* **Extract to read**
____
Medical errors spur calls for cost waiver
By Bruce Japsen
Chicago Tribune
CHICAGO — If you go to a restaurant and get a bad meal, you probably won't have to pay for it. And lemon laws allow consumers who buy cars that never work right to get their money back.
But in healthcare, there is no tradition of rebates — even when a hospital surgical team leaves a sponge in a patient's chest cavity after open-heart surgery, or when a mix-up of a patient's medication causes a prolonged illness, employers and insurers say.
Tired of paying for botched medical procedures and low-quality medical care, some of the nation's largest businesses yesterday called on U.S. hospitals to agree to apologize and waive costs related to so-called "never events" — medical errors these employers say should never happen.
Both the Leapfrog Group, a national coalition of large healthcare purchasers such as Boeing, General Motors and General Electric, and the Midwest Business Group on Health, a Chicago-based business coalition representing more than 80 employers, said hospitals should commit to new policy on 28 healthcare "never events" as a way to make providers of medical care more accountable.
Many of the errors, such as a surgery performed on the wrong body part or mixing up donor sperm for an artificial insemination would seem obvious fodder for a malpractice suit and a settlement worth more than the bill for the procedure.
Other errors on the list, such as "retention of a foreign object in a patient after surgery" or patient injury associated with "contaminated drugs, devices or biologics provided by the healthcare facility," are probably more common and fixing them compounds the soaring cost of healthcare.
____
* **Data to examine**
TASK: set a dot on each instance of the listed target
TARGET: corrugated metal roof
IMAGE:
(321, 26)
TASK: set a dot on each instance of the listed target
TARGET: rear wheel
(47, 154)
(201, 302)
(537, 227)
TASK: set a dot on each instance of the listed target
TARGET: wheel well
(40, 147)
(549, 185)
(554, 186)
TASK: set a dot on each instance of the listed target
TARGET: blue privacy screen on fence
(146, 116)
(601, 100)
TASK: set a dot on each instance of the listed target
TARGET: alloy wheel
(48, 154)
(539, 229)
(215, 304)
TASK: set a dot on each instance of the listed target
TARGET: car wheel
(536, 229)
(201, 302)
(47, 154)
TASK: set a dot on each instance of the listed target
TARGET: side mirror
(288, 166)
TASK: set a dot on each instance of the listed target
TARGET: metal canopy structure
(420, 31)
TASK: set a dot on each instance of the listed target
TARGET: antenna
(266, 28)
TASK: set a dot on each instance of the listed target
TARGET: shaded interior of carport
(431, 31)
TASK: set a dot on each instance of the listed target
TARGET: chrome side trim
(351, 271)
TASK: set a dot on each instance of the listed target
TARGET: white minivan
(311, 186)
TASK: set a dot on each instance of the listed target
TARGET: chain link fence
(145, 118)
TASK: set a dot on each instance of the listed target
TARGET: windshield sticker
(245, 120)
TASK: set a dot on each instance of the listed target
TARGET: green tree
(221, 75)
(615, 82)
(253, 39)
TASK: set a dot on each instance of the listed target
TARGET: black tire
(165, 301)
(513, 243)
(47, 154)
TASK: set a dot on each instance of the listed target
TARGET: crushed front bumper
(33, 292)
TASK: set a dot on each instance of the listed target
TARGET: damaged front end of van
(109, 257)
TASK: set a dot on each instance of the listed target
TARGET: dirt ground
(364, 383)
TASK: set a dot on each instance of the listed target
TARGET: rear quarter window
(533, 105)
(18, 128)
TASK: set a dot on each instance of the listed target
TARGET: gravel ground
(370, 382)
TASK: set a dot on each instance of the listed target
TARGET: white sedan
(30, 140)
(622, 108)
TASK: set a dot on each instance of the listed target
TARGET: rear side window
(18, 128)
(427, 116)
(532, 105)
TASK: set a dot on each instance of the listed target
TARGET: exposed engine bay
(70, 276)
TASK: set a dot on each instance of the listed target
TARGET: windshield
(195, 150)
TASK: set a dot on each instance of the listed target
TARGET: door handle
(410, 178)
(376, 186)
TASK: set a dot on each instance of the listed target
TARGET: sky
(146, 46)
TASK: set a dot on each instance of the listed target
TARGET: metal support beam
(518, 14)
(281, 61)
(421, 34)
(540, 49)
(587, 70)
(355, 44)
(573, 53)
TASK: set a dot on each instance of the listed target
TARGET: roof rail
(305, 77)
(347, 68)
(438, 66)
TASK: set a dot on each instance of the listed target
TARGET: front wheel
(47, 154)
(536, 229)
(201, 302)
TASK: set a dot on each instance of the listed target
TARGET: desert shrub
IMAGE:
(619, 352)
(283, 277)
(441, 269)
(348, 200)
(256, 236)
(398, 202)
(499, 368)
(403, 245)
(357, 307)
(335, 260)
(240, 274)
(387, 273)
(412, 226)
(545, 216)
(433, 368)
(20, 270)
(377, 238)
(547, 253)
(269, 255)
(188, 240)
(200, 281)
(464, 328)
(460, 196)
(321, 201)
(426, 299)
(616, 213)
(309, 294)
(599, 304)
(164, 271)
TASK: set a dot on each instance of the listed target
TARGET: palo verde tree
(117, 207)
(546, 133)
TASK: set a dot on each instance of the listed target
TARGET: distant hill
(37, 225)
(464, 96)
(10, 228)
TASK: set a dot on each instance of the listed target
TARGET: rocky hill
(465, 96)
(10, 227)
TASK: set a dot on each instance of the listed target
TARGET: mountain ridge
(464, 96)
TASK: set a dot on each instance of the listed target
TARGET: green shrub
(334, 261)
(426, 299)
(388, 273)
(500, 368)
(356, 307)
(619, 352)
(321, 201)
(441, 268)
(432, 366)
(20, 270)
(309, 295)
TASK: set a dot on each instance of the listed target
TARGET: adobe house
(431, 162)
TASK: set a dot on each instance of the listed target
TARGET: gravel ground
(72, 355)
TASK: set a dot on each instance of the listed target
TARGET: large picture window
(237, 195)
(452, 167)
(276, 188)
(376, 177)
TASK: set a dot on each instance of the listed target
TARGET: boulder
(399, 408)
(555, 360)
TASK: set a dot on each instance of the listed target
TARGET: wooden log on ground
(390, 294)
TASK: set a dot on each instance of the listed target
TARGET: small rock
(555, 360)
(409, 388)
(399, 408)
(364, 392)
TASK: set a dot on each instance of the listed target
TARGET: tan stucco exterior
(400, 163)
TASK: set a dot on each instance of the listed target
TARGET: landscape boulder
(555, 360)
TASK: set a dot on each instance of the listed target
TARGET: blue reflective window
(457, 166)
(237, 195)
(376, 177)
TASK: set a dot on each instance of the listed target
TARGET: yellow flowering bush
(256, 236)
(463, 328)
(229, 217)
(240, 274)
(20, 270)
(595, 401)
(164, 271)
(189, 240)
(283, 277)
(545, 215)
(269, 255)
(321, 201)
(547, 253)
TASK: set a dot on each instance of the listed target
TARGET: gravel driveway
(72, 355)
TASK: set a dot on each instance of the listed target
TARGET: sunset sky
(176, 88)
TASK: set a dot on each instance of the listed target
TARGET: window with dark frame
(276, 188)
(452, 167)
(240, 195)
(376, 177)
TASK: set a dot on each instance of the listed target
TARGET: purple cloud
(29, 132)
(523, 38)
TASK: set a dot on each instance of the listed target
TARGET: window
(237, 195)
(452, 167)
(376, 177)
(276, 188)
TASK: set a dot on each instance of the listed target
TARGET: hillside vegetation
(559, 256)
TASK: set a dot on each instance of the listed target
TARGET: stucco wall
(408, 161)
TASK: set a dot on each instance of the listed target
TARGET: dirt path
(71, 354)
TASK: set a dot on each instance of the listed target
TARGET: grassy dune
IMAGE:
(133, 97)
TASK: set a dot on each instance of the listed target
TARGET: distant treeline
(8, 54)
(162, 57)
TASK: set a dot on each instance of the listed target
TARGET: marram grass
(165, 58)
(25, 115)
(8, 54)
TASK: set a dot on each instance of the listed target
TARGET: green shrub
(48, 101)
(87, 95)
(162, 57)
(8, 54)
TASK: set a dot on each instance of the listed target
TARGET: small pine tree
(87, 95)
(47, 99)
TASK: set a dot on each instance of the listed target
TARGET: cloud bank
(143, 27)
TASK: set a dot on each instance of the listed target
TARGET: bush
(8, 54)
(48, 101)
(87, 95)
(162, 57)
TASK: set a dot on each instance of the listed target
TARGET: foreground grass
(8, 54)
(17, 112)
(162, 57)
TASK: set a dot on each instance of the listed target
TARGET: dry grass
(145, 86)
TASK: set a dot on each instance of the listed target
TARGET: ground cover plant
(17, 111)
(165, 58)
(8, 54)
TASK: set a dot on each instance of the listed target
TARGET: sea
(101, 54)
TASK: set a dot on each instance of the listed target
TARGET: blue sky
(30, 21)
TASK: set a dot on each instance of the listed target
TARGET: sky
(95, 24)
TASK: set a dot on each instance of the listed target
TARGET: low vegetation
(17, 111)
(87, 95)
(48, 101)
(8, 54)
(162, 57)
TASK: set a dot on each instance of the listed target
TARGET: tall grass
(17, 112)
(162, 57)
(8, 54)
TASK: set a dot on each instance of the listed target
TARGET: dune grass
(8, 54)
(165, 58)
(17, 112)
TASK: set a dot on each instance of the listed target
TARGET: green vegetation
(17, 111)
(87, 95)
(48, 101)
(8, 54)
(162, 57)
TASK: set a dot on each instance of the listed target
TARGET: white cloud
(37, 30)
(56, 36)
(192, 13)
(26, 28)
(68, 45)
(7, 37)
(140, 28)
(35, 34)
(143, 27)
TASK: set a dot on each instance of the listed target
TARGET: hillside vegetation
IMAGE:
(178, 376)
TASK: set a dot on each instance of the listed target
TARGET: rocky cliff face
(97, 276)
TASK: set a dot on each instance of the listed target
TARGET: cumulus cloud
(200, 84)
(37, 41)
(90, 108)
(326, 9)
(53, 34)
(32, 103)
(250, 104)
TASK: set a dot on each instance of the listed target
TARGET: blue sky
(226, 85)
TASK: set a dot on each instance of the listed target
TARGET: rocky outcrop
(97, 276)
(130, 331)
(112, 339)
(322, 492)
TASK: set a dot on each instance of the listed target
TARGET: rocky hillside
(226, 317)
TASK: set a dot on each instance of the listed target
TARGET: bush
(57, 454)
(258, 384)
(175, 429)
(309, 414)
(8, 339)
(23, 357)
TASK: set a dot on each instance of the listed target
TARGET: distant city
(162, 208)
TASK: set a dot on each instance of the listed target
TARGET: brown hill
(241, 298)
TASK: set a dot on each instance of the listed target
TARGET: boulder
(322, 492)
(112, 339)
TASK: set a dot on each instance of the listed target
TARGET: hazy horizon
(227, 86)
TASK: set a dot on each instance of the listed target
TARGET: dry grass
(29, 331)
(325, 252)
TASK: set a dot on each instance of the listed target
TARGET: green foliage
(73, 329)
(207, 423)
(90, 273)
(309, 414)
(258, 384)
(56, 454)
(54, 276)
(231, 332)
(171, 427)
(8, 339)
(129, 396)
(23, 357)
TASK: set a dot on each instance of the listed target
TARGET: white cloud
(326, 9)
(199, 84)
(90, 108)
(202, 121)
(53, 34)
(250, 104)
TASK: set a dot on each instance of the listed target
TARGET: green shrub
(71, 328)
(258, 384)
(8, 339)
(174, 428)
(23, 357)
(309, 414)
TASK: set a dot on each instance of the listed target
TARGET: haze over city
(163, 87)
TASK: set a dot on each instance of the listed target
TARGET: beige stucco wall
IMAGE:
____
* **Problem description**
Rewrite the article on medical errors from "Tired of paying" up to and including "care more accountable.", swapping "hospitals" for "clinics".

* **Exercise response**
Tired of paying for botched medical procedures and low-quality medical care, some of the nation's largest businesses yesterday called on U.S. clinics to agree to apologize and waive costs related to so-called "never events" — medical errors these employers say should never happen.
Both the Leapfrog Group, a national coalition of large healthcare purchasers such as Boeing, General Motors and General Electric, and the Midwest Business Group on Health, a Chicago-based business coalition representing more than 80 employers, said clinics should commit to new policy on 28 healthcare "never events" as a way to make providers of medical care more accountable.